Given request 1 ▸
List every document or record that the legal opinion letter says counsel examined in rendering its opinion.
Given request 2 ▸
Pick up the legal opinion letter after its last sentence and write the next few paragraphs.

Text section ▸
start
Proskauer Rose LLP   1585 Broadway   New York, NY 10036-8299
 
March 12, 2010
 
Maidenform Brands, Inc.
485F US Hwy 1 South
Iselin, NJ 08830
 
Ladies and Gentlemen:
 
We are acting as counsel to Maidenform Brands, Inc., a Delaware corporation (the “Company”), and issue this opinion in connection with a Prospectus Supplement, dated March 11, 2010 (the “Prospectus Supplement”), to a Registration Statement on Form S-3, Registration No. 333-145002 (the “Registration Statement”), filed by the Company with the Securities and Exchange Commission (the “Commission”) under the Securities Act of 1933, as amended (the “Securities Act”), relating to a public offering of 3,187,351 shares of common stock of the Company, par value $0.01 per share (the “Common Stock”) held by Ares Corporate Opportunities Fund, L.P., an affiliate of Ares Management LLC (the “Selling Stockholder”), pursuant to an underwriting agreement, dated March 11, 2010, by and among the Company, Barclays Capital Inc. (the “Underwriter”), and the Selling Stockholder (the “Underwriting Agreement”).  The Underwriting Agreement will be filed as an exhibit to a Current Report on Form 8-K and incorporated by reference into the Registration Statement.
 
The Selling Stockholder’s shares were originally issued to the Selling Stockholder pursuant to the terms of the Agreement and Plan of Merger, dated as of March 16, 2004 (the “Merger Agreement”), by and among the Company, Maidenform, Inc., MF Merger Corporation and Ares Corporate Opportunities Fund, L.P.
 
In connection with the rendering of this opinion, we have examined originals or copies of such documents, corporate records and other instruments as we have deemed relevant, including, without limitation: (i) the certificate of incorporation of the Company, as amended to date; (ii) the by-laws of the Company, as amended to date; (iii) the resolutions of the Board of Directors of the Company dated February 22, 2010 relating to the Underwriting agreement and the transactions contemplated thereunder; (iv) the Merger Agreement, (v) the Registration Statement, together with the exhibits filed as a part thereof, (vi) the Prospectus Supplement and (vii) the Underwriting Agreement.
end
Given information ▸
start
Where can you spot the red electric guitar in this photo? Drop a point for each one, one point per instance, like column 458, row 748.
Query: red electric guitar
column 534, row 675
end
Response 1 ▸
- The certificate of incorporation of the Company, as amended to date
- The by-laws of the Company, as amended to date
- The resolutions of the Board of Directors of the Company dated February 22, 2010 relating to the Underwriting Agreement and the transactions contemplated under it
- The Merger Agreement
- The Registration Statement, together with the exhibits filed as a part of it
- The Prospectus Supplement
- The Underwriting Agreement

Response 2 ▸
 
We have made such examination of law as we have deemed necessary to express the opinion contained herein.  As to matters of fact relevant to this opinion, we have relied upon, and assumed without independent verification, the accuracy of certificates of public officials and officers of the Company.  We have assumed the genuineness of all signatures, the legal capacity of natural persons, the authenticity of documents submitted to us as originals, the conformity to the original documents of all documents submitted to us as certified, facsimile or photostatic copies, and the authenticity of the originals of such copies.
 
Boca Raton | Boston | Chicago | Hong Kong | London | Los Angeles | New Orleans | New York | Newark | Paris | São Paulo | Washington, D.C.

 
March 12, 2010
Page 2
 
Based upon the foregoing, and subject to the limitations, qualifications, exceptions and assumptions expressed herein, it is our opinion that, assuming no change in the applicable law or pertinent facts, the shares of Common Stock were duly authorized when issued, and were validly issued, fully paid and non-assessable.
 
This opinion is limited in all respects to the General Corporation Law of the State of Delaware, and we express no opinion as to the laws, statutes, rules or regulations of any other jurisdiction.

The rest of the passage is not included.